» TASK TO COMPLETE: Because the lines must stay identical, write out the data without changing anything.

» RECORDS PROVIDED:
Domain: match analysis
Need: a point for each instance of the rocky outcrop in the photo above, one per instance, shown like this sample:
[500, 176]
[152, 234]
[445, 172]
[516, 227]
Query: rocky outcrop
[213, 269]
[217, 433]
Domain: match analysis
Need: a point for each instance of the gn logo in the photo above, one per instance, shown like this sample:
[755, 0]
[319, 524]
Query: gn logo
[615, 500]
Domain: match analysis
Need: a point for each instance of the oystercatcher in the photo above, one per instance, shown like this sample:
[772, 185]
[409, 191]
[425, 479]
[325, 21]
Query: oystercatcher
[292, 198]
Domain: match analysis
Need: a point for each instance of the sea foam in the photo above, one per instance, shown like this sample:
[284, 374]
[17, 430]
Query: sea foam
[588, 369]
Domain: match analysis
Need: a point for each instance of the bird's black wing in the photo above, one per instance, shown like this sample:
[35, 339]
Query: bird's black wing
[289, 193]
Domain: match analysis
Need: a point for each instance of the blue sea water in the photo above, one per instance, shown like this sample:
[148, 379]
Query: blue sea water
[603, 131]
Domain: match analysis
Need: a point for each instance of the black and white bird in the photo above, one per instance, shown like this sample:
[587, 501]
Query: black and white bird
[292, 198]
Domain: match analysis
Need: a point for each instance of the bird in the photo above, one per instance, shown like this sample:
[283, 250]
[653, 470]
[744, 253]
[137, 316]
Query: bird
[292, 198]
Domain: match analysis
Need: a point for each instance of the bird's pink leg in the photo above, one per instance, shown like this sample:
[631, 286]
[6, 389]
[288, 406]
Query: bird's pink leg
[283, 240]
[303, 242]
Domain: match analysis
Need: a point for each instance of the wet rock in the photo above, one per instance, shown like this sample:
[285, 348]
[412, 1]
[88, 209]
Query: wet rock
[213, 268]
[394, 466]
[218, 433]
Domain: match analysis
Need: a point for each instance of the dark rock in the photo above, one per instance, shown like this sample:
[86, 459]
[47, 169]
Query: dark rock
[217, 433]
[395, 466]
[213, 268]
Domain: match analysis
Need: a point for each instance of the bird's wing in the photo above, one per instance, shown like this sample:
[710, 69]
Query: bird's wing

» EXPECTED ANSWER:
Domain: match analysis
Need: a point for each instance of the rocky outcrop in the photo above, one per instance, shown like this sample:
[500, 176]
[152, 234]
[445, 172]
[516, 227]
Query: rocky outcrop
[213, 269]
[217, 433]
Domain: match analysis
Need: a point for each instance of the gn logo in the photo above, one per instance, shown like this sample:
[755, 0]
[319, 524]
Query: gn logo
[615, 500]
Domain: match analysis
Need: a point for each instance of the oystercatcher in the photo above, one per instance, shown like this sample:
[772, 185]
[409, 191]
[425, 479]
[325, 21]
Query: oystercatcher
[292, 198]
Domain: match analysis
Need: a point for each instance of the sea foam in the photo above, one per instance, shown like this sample:
[284, 374]
[17, 430]
Query: sea foam
[588, 369]
Domain: match analysis
Need: a point for each instance of the bird's black wing in the photo above, one per instance, shown like this sample:
[35, 339]
Query: bird's black wing
[289, 193]
Domain: match analysis
Need: a point for each instance of the blue sea water in the photo above, one per instance, shown like this sample:
[148, 379]
Query: blue sea water
[603, 131]
Domain: match analysis
Need: a point for each instance of the black and white bird in the photo above, one per instance, shown like this sample:
[587, 501]
Query: black and white bird
[292, 198]
Domain: match analysis
Need: a point for each instance of the bird in the photo above, one per instance, shown like this sample:
[283, 250]
[653, 470]
[744, 253]
[137, 316]
Query: bird
[292, 198]
Domain: match analysis
Need: a point for each instance of the bird's pink leg in the photo above, one per instance, shown like this sample:
[631, 286]
[6, 389]
[288, 406]
Query: bird's pink leg
[283, 240]
[303, 242]
Domain: match analysis
Need: a point for each instance of the wet rock in the photo above, one per instance, shown like this sample:
[285, 348]
[412, 1]
[88, 209]
Query: wet rock
[213, 268]
[394, 466]
[218, 433]
Domain: match analysis
Need: a point for each instance of the dark rock in the photo above, one per instance, shown like this sample:
[86, 459]
[47, 169]
Query: dark rock
[217, 433]
[395, 466]
[213, 268]
Domain: match analysis
Need: a point for each instance of the bird's wing in the photo above, one per instance, shown like this sample:
[710, 69]
Query: bird's wing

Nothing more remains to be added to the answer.